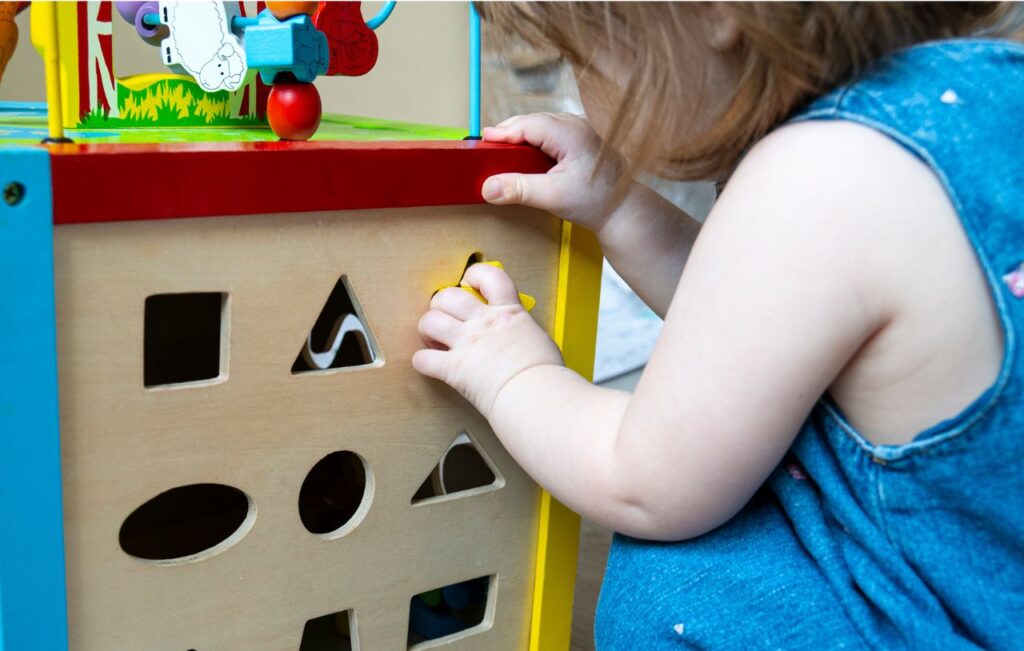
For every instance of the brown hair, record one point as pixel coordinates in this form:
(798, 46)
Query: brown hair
(785, 53)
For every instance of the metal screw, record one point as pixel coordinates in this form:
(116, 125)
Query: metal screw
(13, 192)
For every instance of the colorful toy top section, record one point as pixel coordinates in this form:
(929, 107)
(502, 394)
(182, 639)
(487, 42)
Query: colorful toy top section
(289, 43)
(226, 68)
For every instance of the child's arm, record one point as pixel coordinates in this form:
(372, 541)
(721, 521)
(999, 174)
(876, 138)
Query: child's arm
(788, 278)
(644, 236)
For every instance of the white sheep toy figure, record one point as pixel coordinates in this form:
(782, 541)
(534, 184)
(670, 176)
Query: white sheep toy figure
(201, 41)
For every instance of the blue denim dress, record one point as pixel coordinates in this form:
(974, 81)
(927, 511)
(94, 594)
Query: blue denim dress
(856, 546)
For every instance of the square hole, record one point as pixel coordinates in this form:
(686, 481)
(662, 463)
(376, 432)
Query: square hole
(451, 612)
(184, 338)
(335, 632)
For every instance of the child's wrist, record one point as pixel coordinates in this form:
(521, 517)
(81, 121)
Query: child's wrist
(625, 205)
(511, 398)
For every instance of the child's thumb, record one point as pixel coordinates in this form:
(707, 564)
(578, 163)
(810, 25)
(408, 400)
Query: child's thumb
(527, 189)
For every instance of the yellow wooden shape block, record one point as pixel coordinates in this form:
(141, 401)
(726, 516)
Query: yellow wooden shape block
(527, 301)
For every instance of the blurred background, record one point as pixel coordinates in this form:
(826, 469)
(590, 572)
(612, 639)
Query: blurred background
(421, 76)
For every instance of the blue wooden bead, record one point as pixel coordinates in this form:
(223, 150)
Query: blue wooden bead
(293, 45)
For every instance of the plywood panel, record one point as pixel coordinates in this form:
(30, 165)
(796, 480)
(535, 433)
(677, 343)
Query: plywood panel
(260, 429)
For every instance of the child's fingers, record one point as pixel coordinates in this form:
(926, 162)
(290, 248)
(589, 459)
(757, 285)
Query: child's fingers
(506, 122)
(496, 286)
(457, 302)
(550, 133)
(440, 328)
(432, 363)
(535, 190)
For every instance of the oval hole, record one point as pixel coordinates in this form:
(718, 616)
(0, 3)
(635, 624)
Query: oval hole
(187, 523)
(334, 492)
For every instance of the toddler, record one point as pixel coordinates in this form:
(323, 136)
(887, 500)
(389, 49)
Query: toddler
(826, 448)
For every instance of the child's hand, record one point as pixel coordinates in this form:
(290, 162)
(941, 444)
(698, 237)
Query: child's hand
(478, 347)
(568, 190)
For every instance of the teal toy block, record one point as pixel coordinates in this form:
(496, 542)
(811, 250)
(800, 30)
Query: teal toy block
(294, 46)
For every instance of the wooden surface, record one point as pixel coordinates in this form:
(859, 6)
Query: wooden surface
(260, 429)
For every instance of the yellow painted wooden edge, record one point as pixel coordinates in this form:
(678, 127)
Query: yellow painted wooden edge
(67, 17)
(558, 537)
(43, 30)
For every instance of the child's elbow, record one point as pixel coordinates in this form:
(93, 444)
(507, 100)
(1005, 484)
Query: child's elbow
(663, 521)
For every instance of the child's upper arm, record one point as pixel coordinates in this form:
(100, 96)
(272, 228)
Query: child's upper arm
(778, 294)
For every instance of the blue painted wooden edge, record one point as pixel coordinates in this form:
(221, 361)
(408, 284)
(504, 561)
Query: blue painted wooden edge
(33, 600)
(474, 73)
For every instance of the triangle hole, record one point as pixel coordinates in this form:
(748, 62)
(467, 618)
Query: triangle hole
(339, 338)
(462, 470)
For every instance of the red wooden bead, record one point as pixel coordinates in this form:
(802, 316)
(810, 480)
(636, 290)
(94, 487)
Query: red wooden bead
(283, 10)
(294, 111)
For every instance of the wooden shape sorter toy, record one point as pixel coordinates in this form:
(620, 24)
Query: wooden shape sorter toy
(211, 435)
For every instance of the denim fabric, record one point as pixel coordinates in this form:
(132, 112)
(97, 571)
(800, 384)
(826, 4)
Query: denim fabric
(857, 546)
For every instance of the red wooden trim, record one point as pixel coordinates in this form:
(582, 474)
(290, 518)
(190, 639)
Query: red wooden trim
(122, 182)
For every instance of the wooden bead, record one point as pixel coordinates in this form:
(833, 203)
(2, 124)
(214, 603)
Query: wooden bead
(294, 111)
(283, 10)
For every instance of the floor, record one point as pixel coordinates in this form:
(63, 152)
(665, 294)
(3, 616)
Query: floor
(594, 541)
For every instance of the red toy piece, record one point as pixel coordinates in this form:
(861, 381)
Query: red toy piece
(352, 44)
(294, 111)
(283, 10)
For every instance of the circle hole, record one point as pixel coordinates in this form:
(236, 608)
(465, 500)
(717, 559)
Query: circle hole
(335, 494)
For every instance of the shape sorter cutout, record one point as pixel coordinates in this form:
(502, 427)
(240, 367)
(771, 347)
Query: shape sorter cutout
(262, 431)
(462, 469)
(339, 338)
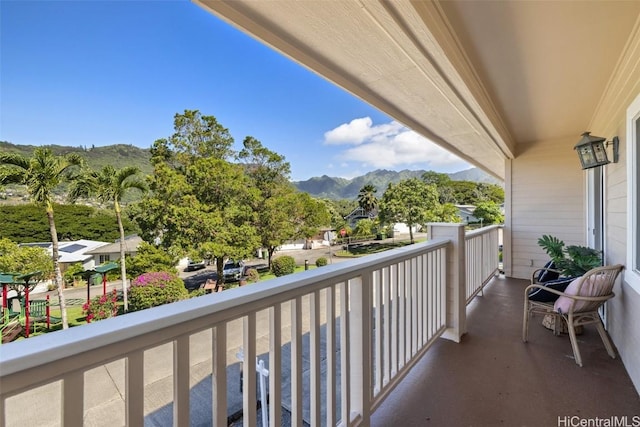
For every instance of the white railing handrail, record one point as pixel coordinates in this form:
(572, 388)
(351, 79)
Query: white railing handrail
(44, 355)
(484, 230)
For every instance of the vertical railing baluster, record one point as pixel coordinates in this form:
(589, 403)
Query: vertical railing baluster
(219, 375)
(275, 365)
(395, 330)
(249, 384)
(181, 405)
(345, 353)
(314, 356)
(386, 327)
(330, 311)
(377, 312)
(73, 399)
(296, 361)
(134, 389)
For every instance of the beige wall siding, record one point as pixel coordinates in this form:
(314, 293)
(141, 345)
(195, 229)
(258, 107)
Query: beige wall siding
(547, 197)
(623, 311)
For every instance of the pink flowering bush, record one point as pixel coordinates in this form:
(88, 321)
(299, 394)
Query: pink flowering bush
(154, 289)
(101, 307)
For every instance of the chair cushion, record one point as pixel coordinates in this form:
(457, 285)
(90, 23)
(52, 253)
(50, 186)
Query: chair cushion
(541, 295)
(546, 275)
(592, 287)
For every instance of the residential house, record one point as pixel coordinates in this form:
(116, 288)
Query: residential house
(508, 86)
(465, 212)
(71, 252)
(111, 251)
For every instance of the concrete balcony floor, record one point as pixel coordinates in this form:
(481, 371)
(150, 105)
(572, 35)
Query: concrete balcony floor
(492, 378)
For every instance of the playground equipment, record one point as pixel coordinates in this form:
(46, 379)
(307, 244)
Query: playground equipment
(101, 270)
(29, 314)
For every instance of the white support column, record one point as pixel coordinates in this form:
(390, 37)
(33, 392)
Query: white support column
(455, 277)
(360, 303)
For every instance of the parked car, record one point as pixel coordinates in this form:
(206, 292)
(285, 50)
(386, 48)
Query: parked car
(232, 270)
(194, 265)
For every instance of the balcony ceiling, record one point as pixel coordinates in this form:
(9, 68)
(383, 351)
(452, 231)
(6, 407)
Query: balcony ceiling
(476, 77)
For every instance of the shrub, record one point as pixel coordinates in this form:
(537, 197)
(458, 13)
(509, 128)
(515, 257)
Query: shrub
(253, 275)
(197, 293)
(322, 261)
(154, 289)
(283, 265)
(101, 307)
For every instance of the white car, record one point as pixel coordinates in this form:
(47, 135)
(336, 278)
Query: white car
(194, 265)
(232, 270)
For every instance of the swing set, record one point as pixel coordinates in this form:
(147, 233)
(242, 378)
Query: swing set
(21, 315)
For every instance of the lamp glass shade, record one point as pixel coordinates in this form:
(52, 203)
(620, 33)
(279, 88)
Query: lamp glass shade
(591, 151)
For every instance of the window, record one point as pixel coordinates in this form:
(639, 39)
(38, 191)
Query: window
(633, 194)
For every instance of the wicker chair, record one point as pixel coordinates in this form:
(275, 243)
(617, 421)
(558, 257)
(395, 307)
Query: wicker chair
(577, 306)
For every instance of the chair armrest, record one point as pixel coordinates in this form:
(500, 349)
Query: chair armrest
(563, 294)
(551, 290)
(535, 273)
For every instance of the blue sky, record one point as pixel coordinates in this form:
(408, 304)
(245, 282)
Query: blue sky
(84, 73)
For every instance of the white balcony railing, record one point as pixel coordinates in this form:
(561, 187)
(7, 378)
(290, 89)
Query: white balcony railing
(337, 340)
(482, 258)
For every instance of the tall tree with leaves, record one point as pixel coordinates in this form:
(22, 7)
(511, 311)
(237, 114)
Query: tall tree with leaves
(109, 186)
(367, 198)
(199, 200)
(42, 174)
(410, 201)
(275, 204)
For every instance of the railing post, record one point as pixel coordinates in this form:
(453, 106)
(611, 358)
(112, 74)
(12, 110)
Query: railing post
(455, 277)
(360, 349)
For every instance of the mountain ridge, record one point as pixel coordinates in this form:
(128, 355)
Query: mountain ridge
(343, 188)
(323, 186)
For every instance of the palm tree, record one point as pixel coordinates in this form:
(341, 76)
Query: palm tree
(42, 173)
(367, 198)
(110, 185)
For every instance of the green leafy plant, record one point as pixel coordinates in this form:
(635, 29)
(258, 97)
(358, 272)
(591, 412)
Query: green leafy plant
(101, 307)
(154, 289)
(322, 261)
(571, 260)
(283, 265)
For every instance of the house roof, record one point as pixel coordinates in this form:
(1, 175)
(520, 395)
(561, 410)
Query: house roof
(482, 79)
(131, 244)
(73, 251)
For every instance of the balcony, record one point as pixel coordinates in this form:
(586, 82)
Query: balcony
(356, 343)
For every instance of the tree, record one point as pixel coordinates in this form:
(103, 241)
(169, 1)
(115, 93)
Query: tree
(410, 201)
(42, 173)
(109, 186)
(367, 198)
(199, 200)
(150, 258)
(489, 213)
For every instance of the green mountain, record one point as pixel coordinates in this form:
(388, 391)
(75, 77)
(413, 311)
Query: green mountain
(119, 155)
(341, 188)
(325, 186)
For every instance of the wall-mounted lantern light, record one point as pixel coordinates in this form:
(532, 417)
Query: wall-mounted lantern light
(592, 150)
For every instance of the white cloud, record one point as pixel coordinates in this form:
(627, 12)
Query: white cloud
(359, 131)
(390, 146)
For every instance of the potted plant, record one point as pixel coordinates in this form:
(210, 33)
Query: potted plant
(571, 260)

○ ○ ○ ○ ○ ○ ○

Task brief: Copy the items above word for word, starting at the line that has "For every instance of the mountain" and stopping after the last line of the items.

Exercise result:
For every instance of the mountain ridge, record one point as pixel coordinates in this form:
(128, 355)
Query: mountain ridge
(343, 188)
(323, 186)
For every instance of the palm tree, record one point as pixel coordinates in this form:
(341, 76)
Query: palm tree
(42, 173)
(367, 198)
(110, 185)
For every instance of the green leafy plant, record one point as pixel coordinates in this form:
(635, 29)
(258, 97)
(358, 272)
(591, 412)
Query: green leafy plant
(101, 307)
(154, 289)
(322, 261)
(571, 260)
(283, 265)
For every instance of the house roof, record one point as pixel coordinates in this form:
(1, 175)
(520, 395)
(561, 410)
Query: house roof
(482, 79)
(131, 244)
(73, 251)
For every instance of the balcony, record one point as pixel coordinates in this form:
(586, 82)
Query: balcony
(356, 343)
For every instance of the tree, record one point as pixel coordinates in this form:
(103, 241)
(169, 1)
(115, 93)
Query: tree
(410, 201)
(42, 173)
(109, 186)
(367, 198)
(199, 200)
(150, 258)
(489, 213)
For every instance of the green mountain, record one point as pixel coordinates in this form:
(388, 391)
(75, 77)
(413, 311)
Query: green mountain
(119, 155)
(341, 188)
(325, 186)
For every instance of the wall-mounted lantern light, record one point as pixel coordinates in this form:
(532, 417)
Query: wall-mounted lantern light
(592, 150)
For every instance of the white cloud, record one point as pixel coordinates in this form:
(627, 12)
Query: white cloud
(359, 131)
(390, 146)
For every instance of the potted plant, record one point as pixel coordinates in this form:
(210, 33)
Query: potted plant
(571, 260)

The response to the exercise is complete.